Task to carry out —
Find every line containing the word "white" in the records below; report only how many there are.

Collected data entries
____

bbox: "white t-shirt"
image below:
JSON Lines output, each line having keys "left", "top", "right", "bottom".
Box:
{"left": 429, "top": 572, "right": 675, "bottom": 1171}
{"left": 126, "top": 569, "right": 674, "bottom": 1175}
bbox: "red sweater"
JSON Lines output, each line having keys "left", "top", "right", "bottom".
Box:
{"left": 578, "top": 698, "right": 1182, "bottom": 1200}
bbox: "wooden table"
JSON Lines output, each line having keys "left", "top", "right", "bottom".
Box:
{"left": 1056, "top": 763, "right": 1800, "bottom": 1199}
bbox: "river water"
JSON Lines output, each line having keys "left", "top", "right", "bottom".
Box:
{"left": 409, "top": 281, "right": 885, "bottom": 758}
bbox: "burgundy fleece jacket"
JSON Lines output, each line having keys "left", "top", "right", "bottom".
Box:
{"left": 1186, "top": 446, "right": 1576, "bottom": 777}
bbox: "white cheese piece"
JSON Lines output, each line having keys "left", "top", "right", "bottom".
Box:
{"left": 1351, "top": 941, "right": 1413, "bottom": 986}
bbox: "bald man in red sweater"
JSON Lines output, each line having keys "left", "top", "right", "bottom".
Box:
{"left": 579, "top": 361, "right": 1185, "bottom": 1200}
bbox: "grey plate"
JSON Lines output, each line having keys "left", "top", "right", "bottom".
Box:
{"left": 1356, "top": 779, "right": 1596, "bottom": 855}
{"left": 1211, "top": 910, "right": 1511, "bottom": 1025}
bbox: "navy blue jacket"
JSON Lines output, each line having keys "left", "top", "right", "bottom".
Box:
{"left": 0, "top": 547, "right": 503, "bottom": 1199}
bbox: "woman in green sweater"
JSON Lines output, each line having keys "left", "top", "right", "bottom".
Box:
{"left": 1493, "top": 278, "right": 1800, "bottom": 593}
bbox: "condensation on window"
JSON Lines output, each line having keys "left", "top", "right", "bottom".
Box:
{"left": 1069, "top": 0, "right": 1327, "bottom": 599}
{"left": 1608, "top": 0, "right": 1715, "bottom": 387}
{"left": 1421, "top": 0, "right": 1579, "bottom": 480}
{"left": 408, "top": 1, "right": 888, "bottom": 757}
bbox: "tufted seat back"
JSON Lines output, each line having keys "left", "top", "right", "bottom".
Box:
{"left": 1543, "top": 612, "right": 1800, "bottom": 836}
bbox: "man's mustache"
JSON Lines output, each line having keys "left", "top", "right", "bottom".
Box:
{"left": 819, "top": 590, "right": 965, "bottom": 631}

____

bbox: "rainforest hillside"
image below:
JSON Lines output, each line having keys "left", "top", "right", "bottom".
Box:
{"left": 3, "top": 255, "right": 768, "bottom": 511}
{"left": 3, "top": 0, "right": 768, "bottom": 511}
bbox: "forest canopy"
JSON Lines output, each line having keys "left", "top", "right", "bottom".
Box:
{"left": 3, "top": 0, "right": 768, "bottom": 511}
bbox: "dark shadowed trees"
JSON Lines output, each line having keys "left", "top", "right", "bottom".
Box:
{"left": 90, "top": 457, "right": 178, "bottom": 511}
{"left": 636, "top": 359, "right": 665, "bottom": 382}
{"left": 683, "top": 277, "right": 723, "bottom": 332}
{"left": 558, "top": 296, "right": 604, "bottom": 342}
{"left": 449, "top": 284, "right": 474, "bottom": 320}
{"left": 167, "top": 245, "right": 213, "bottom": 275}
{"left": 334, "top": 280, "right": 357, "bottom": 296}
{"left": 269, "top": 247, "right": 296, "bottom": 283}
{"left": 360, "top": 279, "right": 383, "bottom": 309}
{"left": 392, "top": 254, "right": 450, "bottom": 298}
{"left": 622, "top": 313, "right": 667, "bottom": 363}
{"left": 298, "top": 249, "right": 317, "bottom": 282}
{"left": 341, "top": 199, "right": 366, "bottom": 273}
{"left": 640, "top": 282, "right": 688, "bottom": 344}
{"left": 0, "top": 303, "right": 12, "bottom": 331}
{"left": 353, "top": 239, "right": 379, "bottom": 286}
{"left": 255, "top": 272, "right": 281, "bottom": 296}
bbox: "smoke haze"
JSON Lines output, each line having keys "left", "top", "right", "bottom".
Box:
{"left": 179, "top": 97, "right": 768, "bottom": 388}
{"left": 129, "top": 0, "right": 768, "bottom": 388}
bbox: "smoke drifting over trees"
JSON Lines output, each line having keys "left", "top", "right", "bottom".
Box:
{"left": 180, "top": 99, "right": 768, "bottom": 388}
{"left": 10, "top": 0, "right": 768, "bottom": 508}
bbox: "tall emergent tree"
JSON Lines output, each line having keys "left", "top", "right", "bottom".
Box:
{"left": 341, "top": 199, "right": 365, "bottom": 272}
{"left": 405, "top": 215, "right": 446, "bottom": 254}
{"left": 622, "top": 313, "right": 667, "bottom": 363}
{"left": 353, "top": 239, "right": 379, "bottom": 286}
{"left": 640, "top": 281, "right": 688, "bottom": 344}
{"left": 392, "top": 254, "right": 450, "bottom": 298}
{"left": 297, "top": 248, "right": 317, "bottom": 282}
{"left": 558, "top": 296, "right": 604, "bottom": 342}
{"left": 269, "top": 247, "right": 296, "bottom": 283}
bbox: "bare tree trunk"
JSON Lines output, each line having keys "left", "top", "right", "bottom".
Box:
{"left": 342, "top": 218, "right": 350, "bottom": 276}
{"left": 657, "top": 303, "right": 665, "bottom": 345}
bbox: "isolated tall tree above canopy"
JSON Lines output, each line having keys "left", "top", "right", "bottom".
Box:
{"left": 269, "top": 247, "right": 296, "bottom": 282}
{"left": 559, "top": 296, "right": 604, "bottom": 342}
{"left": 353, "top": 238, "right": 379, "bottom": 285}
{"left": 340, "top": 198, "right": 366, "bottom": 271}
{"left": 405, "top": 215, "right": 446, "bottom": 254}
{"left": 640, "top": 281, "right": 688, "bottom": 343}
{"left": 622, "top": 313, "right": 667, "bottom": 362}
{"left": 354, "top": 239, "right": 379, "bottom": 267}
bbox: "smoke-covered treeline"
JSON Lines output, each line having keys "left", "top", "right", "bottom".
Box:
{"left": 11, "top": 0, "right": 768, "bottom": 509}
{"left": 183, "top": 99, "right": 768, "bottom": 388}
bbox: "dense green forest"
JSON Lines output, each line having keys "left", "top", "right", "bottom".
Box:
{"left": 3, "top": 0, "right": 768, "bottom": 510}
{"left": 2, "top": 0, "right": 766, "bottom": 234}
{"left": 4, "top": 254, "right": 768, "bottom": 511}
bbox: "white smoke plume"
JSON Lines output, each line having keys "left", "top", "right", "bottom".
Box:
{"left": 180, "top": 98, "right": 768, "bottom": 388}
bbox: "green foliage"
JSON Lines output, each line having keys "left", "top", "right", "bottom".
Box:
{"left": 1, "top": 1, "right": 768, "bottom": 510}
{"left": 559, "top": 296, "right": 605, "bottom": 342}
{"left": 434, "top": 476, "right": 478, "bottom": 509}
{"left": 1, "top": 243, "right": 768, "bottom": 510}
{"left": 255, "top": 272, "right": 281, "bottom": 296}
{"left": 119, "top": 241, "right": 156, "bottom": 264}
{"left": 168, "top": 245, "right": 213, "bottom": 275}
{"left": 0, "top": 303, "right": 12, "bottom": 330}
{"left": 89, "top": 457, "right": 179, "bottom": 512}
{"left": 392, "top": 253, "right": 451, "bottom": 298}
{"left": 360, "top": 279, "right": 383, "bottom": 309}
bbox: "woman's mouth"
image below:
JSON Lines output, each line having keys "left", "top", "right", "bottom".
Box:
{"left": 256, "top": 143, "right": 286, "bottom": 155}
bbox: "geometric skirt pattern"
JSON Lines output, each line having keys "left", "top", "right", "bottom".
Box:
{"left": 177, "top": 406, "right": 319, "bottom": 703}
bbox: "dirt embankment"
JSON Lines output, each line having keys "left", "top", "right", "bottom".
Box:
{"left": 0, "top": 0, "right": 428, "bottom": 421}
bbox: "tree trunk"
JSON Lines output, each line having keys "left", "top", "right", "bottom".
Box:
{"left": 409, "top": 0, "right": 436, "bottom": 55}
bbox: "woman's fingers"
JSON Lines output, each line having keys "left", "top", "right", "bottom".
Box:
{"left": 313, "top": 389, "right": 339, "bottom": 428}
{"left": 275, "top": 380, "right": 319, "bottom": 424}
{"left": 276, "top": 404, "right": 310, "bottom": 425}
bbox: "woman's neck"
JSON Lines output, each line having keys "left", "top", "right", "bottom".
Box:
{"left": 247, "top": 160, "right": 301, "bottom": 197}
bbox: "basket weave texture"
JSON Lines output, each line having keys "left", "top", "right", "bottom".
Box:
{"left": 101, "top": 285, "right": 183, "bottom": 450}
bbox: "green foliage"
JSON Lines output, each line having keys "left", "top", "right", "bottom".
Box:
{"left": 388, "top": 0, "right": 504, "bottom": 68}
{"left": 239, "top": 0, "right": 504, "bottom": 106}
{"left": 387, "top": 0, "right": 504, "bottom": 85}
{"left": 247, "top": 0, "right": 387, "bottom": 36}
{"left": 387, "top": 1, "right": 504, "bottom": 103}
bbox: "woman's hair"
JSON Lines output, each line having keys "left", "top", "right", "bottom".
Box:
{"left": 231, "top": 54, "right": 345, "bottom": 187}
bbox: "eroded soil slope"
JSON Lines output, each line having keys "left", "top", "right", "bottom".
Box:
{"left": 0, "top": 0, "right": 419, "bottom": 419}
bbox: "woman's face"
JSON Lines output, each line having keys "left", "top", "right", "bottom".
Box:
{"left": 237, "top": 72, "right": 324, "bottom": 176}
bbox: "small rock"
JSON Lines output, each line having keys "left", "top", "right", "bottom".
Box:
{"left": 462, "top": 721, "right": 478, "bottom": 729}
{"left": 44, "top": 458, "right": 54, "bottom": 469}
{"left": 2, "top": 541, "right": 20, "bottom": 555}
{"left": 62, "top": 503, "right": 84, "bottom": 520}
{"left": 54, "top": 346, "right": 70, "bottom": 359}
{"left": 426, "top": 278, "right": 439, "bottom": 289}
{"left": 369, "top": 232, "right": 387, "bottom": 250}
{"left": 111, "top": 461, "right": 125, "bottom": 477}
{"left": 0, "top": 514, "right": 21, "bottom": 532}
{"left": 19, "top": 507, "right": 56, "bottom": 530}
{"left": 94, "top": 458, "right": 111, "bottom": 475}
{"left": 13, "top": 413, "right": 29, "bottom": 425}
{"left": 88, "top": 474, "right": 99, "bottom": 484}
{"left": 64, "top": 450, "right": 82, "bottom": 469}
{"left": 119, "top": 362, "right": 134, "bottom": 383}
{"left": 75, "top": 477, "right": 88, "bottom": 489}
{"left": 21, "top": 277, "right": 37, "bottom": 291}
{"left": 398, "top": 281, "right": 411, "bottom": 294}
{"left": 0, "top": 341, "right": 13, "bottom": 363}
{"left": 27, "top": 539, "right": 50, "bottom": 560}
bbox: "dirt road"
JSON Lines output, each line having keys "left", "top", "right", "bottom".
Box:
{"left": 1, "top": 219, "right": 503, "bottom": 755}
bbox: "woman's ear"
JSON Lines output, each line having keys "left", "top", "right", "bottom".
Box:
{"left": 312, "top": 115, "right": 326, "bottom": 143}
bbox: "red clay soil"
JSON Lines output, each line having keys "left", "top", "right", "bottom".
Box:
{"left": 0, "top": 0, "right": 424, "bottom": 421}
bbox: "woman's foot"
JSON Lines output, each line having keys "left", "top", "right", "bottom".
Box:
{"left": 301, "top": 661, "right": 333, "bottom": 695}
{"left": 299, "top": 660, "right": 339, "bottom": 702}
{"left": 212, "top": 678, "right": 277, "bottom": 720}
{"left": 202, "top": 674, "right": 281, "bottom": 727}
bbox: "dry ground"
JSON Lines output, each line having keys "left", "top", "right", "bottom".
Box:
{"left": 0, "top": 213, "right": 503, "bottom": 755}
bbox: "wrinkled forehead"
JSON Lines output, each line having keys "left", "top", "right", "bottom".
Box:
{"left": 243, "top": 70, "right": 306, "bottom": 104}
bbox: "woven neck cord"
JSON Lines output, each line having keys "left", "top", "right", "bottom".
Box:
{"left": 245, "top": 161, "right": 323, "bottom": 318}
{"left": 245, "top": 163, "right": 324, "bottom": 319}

____

Solved exercise —
3